Pre-discontinuation, the SARB033 retailed for ¥48,000 in Japan and ~$450 in the US. As of mid-2026, it trades for ¥40,000-60,000 on Japanese marketplaces and $650-850 in the US. That is roughly a 35-55% gap on landed cost after fees. The SARB017 Alpinist gap is larger because the successor SPB121 launched at roughly twice the SARB017's MSRP. Displaced collector demand back onto the SARB017. Recent JDM listings for the SARB017 in excellent condition run ¥75,000-95,000. US sold prices on Chrono24 and WatchCharts cluster around $1,100-1,300. Tonbo's SARB033 buyer's guide details the model-specific dynamics.
The SARB story matters because it represents the cleanest version of the arbitrage. A discontinued reference with high US demand, frequent JDM supply at near-2018 prices, and minimal authentication risk. Most SARB watches sold on Buyee come from individual sellers liquidating personal pieces. Not from professional flippers. Keeps prices anchored to "what I paid for it years ago" rather than current market.
Grand Seiko Heritage Spring Drive
The SBGA011 (the original Snowflake, 2010-2017) and SBGA211 (the same dial design with minor case revisions, 2017-2020) are the highest-margin pieces in the Grand Seiko category accessible to active flippers. Both use the 9R65 Spring Drive caliber. The visual difference is subtle. Case proportions, dial signature placement. But the SBGA011 is discontinued and carries collector premium in the US market.

■ **Supplied information**
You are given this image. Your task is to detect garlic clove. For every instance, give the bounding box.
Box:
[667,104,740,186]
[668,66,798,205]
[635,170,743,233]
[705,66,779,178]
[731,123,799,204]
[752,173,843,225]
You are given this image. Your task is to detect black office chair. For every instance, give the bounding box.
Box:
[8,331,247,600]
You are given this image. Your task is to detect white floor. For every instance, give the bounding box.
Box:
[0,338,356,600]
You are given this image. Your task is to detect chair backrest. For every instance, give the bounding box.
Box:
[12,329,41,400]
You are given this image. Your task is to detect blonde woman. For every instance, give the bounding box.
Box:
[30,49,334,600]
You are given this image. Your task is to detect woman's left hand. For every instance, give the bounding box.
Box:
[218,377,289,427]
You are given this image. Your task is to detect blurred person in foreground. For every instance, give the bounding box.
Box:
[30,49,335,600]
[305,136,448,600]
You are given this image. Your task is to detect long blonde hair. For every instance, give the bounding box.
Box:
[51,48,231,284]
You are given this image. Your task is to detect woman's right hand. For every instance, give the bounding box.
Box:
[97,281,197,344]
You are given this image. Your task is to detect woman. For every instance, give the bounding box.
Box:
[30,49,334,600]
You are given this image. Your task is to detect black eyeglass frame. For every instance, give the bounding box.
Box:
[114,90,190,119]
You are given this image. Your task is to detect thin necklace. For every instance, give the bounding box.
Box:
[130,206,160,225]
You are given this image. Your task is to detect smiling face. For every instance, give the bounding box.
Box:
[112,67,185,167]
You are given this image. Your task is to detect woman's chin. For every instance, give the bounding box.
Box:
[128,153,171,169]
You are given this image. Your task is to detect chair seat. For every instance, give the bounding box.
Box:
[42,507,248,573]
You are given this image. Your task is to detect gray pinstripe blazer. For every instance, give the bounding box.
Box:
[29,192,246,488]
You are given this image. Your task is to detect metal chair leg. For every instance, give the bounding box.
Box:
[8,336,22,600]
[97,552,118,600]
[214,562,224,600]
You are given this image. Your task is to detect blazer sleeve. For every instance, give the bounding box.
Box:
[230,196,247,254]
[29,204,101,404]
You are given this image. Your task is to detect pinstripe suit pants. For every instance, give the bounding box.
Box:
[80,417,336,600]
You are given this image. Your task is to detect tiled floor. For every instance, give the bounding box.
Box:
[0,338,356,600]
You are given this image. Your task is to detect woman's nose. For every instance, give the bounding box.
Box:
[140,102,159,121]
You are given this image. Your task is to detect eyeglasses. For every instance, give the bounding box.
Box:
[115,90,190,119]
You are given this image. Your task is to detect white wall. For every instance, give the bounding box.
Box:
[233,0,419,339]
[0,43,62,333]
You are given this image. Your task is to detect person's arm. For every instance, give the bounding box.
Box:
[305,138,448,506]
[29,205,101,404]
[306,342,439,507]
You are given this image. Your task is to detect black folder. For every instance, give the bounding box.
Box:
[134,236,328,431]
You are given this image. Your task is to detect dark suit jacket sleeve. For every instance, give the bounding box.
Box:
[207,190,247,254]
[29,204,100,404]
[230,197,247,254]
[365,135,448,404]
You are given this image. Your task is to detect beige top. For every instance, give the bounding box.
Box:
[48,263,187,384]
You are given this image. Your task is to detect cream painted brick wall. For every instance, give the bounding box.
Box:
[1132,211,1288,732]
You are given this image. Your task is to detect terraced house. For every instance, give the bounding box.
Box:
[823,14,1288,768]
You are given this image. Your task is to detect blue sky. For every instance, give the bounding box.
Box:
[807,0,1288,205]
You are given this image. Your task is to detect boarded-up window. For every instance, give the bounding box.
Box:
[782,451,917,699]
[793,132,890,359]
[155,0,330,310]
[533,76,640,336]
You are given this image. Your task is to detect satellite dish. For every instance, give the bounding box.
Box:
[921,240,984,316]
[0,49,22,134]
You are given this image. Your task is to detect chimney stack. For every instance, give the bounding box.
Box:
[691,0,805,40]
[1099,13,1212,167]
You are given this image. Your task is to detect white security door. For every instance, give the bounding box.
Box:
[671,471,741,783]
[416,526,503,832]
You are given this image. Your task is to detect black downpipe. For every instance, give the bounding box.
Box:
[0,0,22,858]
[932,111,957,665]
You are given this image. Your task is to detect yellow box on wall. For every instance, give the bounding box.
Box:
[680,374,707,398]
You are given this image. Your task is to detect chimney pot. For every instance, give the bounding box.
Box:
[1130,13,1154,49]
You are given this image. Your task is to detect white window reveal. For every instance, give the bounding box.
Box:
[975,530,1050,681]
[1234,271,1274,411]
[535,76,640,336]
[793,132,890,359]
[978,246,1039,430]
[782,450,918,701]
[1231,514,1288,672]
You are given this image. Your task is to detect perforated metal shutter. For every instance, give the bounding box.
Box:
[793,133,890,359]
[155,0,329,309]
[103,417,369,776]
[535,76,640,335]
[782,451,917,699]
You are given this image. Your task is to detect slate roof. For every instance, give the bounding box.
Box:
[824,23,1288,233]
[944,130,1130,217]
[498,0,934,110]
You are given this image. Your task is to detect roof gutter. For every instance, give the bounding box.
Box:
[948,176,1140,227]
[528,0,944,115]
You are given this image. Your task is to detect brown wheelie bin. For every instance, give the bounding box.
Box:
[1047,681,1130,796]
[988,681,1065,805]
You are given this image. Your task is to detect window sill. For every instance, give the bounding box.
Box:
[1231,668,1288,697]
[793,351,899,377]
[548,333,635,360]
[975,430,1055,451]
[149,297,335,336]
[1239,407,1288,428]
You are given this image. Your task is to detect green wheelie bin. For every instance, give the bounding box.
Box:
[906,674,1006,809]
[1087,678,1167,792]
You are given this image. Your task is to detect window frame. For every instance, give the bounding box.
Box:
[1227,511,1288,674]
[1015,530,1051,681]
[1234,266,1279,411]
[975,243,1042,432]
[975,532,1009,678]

■ **Exercises to complete**
1 – In the Seiko resale passage, reproduce the section between "The SARB story" and "the US market.", inclusive, substituting "resellers" for every instance of "flippers".
2 – Answer these questions from the Seiko resale passage:
(a) What did the SARB033 retail for in Japan before it was discontinued?
(b) Which caliber do both the SBGA011 and the SBGA211 use?
(c) According to the passage, who sells most of the SARB watches on Buyee?

■ **Expected outputs**
1 –
The SARB story matters because it represents the cleanest version of the arbitrage. A discontinued reference with high US demand, frequent JDM supply at near-2018 prices, and minimal authentication risk. Most SARB watches sold on Buyee come from individual sellers liquidating personal pieces. Not from professional resellers. Keeps prices anchored to "what I paid for it years ago" rather than current market.
Grand Seiko Heritage Spring Drive
The SBGA011 (the original Snowflake, 2010-2017) and SBGA211 (the same dial design with minor case revisions, 2017-2020) are the highest-margin pieces in the Grand Seiko category accessible to active resellers. Both use the 9R65 Spring Drive caliber. The visual difference is subtle. Case proportions, dial signature placement. But the SBGA011 is discontinued and carries collector premium in the US market.

2 –
(a) ¥48,000
(b) The 9R65 Spring Drive caliber
(c) Individual sellers liquidating personal pieces, not professional flippers